However, I have no sympathy for anyone involved in the making of the films shown in the innumerable coming attractions we had to witness before the start of “Sully.” In particular, the violence and destruction depicted was graphic, offensive, and totally over the top. The weaponry employed by the so-called heroes of these films was incredible. How can Hollywood movie makers pretend to be for gun control when they employ so many assault weapons in their films? These films are not a reflection of the violence in our society, but a training ground for violence.
“LaLa Land”
In 2016 “LaLa Land” received much critical acclaim, but still turned out to be a big disappointment for moviegoers. I thought it would be right up my alley since reviewers indicated that it was kind of a throwback to the great Astaire/Rogers films that I have always loved. Despite fine acting and great cinematography, I had to agree that it was a disappointment. It was not just that the songs and dances did not measure up. How could they in this day and age? I dare anyone to remember more than the first three words of “City of Stars,” the song that won the Oscar for best song.

REQUIRED WORK
Print the part of the movie commentary starting with "However, I have" and going on through "ground for violence.", word for word.

(Some data)

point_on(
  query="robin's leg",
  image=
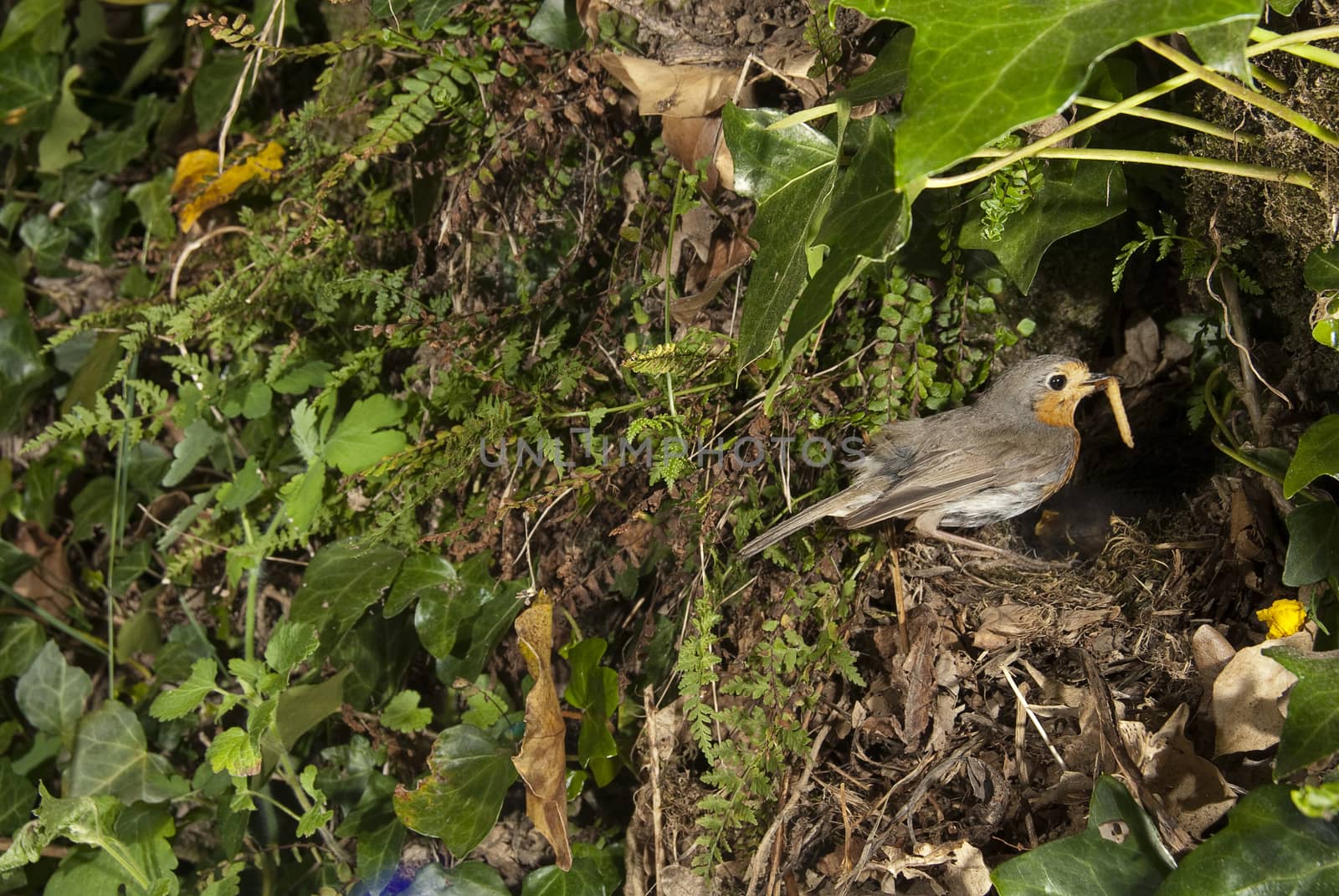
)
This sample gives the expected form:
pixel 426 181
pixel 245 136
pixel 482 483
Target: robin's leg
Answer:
pixel 927 525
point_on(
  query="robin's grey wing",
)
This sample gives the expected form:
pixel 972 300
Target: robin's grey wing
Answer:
pixel 941 474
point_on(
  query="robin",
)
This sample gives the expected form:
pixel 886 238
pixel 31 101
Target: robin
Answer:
pixel 970 466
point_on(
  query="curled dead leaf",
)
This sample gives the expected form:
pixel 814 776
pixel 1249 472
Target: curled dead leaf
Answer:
pixel 542 758
pixel 201 185
pixel 1249 698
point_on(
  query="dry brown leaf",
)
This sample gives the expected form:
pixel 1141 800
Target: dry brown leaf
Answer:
pixel 1211 651
pixel 542 760
pixel 1249 698
pixel 674 91
pixel 967 873
pixel 1191 786
pixel 1006 624
pixel 691 140
pixel 51 581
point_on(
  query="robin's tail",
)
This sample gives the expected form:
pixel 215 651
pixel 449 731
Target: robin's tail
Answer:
pixel 837 505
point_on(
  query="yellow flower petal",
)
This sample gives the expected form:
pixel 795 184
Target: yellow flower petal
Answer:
pixel 1283 617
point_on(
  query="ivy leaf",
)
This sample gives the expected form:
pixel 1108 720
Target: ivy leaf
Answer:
pixel 1316 456
pixel 153 198
pixel 20 637
pixel 301 706
pixel 466 878
pixel 365 437
pixel 887 77
pixel 28 84
pixel 341 581
pixel 870 221
pixel 49 243
pixel 39 18
pixel 110 151
pixel 789 173
pixel 1118 852
pixel 1269 847
pixel 1075 197
pixel 17 797
pixel 379 835
pixel 1311 729
pixel 67 127
pixel 481 632
pixel 421 573
pixel 582 880
pixel 187 697
pixel 53 693
pixel 459 800
pixel 403 713
pixel 1322 268
pixel 557 24
pixel 131 845
pixel 981 70
pixel 1223 47
pixel 1312 544
pixel 233 751
pixel 111 757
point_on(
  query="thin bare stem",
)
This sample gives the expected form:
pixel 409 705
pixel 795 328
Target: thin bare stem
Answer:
pixel 1172 118
pixel 1242 93
pixel 1224 166
pixel 1296 44
pixel 1065 133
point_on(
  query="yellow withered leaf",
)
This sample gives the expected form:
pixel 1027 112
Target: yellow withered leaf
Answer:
pixel 201 187
pixel 542 760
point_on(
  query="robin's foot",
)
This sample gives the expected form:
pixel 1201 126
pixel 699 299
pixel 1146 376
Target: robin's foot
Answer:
pixel 1003 555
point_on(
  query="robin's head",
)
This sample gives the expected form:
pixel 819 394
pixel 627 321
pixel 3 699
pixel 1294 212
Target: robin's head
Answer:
pixel 1050 385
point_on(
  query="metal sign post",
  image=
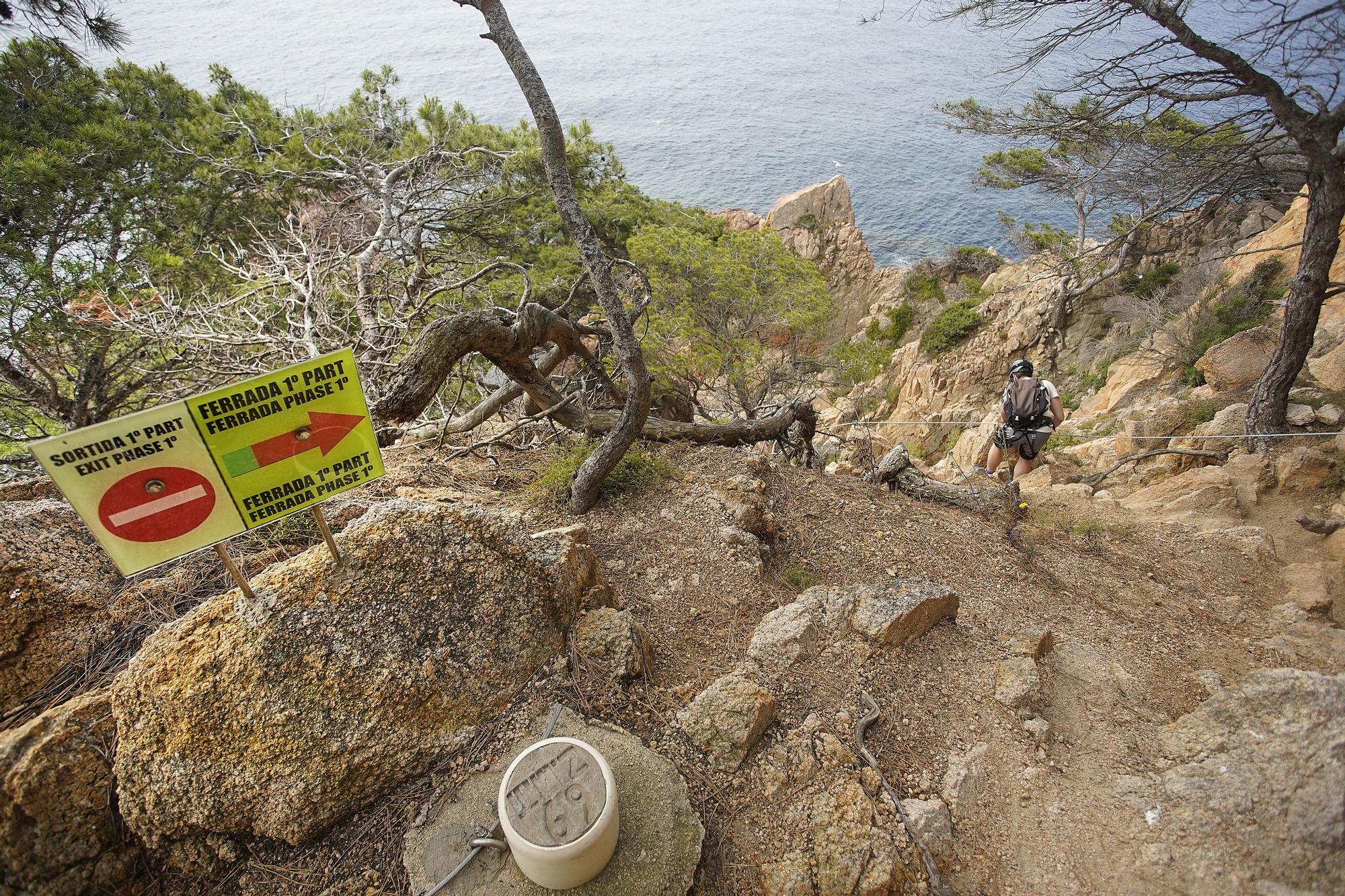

TASK ANSWER
However, I have no sympathy for anyone involved in the making of the films shown in the innumerable coming attractions we had to witness before the start of “Sully.” In particular, the violence and destruction depicted was graphic, offensive, and totally over the top. The weaponry employed by the so-called heroes of these films was incredible. How can Hollywood movie makers pretend to be for gun control when they employ so many assault weapons in their films? These films are not a reflection of the violence in our society, but a training ground for violence.